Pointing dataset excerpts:

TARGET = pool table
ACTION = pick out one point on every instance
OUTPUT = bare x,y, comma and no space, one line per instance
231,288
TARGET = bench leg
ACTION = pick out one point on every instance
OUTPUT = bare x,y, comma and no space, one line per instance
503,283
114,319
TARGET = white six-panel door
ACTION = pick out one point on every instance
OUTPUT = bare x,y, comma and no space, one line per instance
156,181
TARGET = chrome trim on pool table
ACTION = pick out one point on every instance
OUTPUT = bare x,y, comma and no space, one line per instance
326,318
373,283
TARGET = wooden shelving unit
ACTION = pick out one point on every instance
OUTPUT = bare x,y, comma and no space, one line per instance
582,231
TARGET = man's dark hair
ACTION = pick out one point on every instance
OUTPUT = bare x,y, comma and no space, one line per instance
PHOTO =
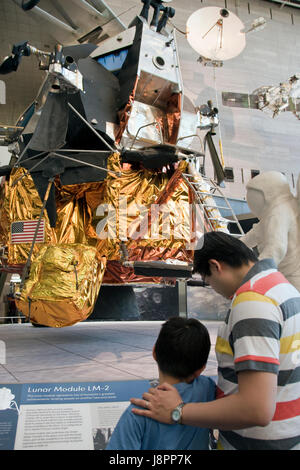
182,347
222,247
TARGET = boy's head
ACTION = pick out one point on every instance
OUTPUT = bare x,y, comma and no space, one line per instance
222,261
182,347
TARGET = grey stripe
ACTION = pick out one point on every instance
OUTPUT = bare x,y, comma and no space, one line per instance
291,376
262,265
285,377
256,365
228,374
248,443
256,327
290,307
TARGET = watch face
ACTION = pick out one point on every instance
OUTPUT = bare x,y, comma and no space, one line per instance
176,415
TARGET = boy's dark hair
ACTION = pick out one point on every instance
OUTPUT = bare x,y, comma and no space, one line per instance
182,347
221,247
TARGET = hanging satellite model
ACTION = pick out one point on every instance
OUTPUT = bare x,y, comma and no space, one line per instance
216,34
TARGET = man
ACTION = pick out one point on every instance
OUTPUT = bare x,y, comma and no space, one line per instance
257,350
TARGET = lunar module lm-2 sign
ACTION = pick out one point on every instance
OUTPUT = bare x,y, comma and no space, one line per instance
103,189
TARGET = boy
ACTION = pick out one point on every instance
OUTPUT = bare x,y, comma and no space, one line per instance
181,353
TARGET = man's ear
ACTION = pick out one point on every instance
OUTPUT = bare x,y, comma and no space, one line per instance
215,265
154,353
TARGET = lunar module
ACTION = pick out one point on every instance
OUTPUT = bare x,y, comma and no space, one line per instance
103,188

- **What to work on**: Format the lines from the one containing "TARGET = hanging satellite model" through the last line of the records as a Markdown table with two columns, Row and Line. Number each line in order and omit any blank lines.

- **The reply**:
| Row | Line |
|---|---|
| 1 | TARGET = hanging satellite model |
| 2 | ACTION = pick out one point on every instance |
| 3 | OUTPUT = bare x,y, comma and no space, one line per instance |
| 4 | 216,34 |
| 5 | TARGET = man |
| 6 | ACTION = pick out one point on every instance |
| 7 | OUTPUT = bare x,y, comma and no space, one line per instance |
| 8 | 257,350 |
| 9 | TARGET = lunar module lm-2 sign |
| 10 | ACTION = pick out one point on every instance |
| 11 | OUTPUT = bare x,y, comma and no space, one line per instance |
| 12 | 103,189 |
| 13 | TARGET = boy |
| 14 | ACTION = pick out one point on every instance |
| 15 | OUTPUT = bare x,y, comma and no space, one line per instance |
| 16 | 181,353 |
| 17 | TARGET = man's ear |
| 18 | ACTION = pick out one point on every instance |
| 19 | OUTPUT = bare x,y, comma and no space, one line per instance |
| 20 | 215,265 |
| 21 | 154,353 |
| 22 | TARGET = lunar module |
| 23 | ACTION = pick out one point on every instance |
| 24 | OUTPUT = bare x,y, comma and no space, one line per instance |
| 25 | 103,188 |